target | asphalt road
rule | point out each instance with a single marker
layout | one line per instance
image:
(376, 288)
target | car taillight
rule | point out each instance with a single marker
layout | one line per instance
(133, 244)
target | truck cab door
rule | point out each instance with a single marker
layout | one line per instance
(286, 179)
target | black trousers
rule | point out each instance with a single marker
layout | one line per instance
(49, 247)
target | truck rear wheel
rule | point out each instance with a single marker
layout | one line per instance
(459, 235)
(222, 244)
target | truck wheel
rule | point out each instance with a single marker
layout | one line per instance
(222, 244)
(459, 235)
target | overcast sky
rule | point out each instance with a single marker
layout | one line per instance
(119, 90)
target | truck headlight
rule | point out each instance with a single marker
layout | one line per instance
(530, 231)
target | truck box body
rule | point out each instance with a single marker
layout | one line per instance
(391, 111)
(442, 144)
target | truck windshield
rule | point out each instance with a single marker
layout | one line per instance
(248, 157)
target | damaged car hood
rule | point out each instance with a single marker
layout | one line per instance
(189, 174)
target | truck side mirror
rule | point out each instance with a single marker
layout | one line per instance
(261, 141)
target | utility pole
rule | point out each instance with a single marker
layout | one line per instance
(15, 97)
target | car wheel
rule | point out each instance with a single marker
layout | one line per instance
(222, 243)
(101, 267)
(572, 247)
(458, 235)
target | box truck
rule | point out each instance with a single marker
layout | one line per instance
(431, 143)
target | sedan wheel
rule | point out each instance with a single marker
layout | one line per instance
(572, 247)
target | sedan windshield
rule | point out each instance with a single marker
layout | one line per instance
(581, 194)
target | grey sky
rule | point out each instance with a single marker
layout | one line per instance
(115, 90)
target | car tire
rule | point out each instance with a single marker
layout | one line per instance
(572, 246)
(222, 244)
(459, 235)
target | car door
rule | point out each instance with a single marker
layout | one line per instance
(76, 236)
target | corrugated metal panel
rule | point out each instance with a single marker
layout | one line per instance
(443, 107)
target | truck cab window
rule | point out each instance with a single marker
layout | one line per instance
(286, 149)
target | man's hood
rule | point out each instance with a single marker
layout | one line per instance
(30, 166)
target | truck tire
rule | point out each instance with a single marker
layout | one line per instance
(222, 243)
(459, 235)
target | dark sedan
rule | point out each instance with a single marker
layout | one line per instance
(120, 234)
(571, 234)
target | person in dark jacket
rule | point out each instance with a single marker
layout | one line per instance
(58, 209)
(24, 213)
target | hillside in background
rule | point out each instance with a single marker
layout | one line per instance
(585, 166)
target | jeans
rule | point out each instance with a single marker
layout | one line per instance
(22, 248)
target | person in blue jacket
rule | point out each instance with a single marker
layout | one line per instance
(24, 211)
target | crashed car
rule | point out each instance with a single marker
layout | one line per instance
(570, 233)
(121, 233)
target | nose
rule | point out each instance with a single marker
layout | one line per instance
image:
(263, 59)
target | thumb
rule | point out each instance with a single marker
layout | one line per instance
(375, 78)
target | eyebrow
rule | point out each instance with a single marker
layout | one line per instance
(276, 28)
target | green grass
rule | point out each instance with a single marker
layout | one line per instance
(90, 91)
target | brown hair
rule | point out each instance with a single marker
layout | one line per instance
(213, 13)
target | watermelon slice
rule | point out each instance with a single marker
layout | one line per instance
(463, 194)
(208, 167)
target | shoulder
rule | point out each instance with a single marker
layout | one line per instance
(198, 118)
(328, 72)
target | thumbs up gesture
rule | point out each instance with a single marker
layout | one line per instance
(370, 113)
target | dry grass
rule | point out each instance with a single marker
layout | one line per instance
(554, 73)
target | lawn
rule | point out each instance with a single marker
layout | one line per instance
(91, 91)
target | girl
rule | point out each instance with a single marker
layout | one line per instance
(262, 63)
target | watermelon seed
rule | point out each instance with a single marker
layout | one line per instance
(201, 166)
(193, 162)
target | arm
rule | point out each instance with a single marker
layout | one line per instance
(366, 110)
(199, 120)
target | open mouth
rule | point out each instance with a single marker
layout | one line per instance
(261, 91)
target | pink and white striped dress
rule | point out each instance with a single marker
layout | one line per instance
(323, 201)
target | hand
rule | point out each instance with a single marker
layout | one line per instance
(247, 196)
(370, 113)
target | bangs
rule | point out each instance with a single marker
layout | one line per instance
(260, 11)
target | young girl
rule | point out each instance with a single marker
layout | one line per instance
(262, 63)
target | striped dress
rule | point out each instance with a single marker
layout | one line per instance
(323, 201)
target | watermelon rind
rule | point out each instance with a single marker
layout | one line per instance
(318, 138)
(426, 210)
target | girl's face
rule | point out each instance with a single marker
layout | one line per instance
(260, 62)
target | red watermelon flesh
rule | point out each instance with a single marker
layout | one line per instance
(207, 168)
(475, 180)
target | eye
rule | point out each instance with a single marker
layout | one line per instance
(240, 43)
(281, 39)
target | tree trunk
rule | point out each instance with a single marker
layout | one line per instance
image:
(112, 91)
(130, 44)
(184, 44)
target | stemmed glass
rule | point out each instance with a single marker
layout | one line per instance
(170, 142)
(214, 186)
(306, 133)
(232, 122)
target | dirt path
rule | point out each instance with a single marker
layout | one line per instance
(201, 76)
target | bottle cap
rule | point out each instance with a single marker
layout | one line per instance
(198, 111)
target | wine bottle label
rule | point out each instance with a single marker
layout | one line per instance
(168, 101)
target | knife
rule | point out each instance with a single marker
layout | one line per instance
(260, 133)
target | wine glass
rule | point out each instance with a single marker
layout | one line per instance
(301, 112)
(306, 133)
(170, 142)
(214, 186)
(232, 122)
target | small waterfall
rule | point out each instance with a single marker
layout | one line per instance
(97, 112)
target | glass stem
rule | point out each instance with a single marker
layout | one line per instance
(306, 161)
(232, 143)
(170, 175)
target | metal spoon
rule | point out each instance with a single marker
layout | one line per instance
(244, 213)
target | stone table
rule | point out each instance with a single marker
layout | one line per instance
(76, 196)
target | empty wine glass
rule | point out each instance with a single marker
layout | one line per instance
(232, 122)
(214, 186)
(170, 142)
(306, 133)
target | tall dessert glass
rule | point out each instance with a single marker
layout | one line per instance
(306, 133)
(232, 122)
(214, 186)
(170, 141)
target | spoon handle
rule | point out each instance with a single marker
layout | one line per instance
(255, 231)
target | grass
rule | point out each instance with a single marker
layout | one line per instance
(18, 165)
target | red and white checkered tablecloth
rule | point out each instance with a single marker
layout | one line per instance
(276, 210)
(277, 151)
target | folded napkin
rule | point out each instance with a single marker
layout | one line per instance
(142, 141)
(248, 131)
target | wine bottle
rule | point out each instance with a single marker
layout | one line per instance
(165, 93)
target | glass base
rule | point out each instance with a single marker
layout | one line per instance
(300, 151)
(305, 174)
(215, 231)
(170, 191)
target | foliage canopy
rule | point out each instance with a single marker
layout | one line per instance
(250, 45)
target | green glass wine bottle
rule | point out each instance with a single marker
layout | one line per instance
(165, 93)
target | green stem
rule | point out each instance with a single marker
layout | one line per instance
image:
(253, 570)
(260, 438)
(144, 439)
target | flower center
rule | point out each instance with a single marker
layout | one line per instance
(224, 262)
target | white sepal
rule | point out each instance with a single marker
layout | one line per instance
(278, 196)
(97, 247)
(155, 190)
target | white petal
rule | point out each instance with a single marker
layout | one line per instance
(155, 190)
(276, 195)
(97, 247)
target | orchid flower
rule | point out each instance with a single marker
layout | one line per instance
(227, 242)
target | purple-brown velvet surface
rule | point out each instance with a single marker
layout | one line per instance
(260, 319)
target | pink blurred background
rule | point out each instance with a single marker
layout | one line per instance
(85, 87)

-----

## EXERCISE DETAILS:
Reproduce the data word for word, beginning with the line that contains "target | purple-brown velvet surface" and continuing through the final line of the data.

## ANSWER:
target | purple-brown velvet surface
rule | point out each instance with a single marker
layout | one line per instance
(260, 319)
target | pink blurred background
rule | point out each instance with a single marker
layout | one line per instance
(85, 87)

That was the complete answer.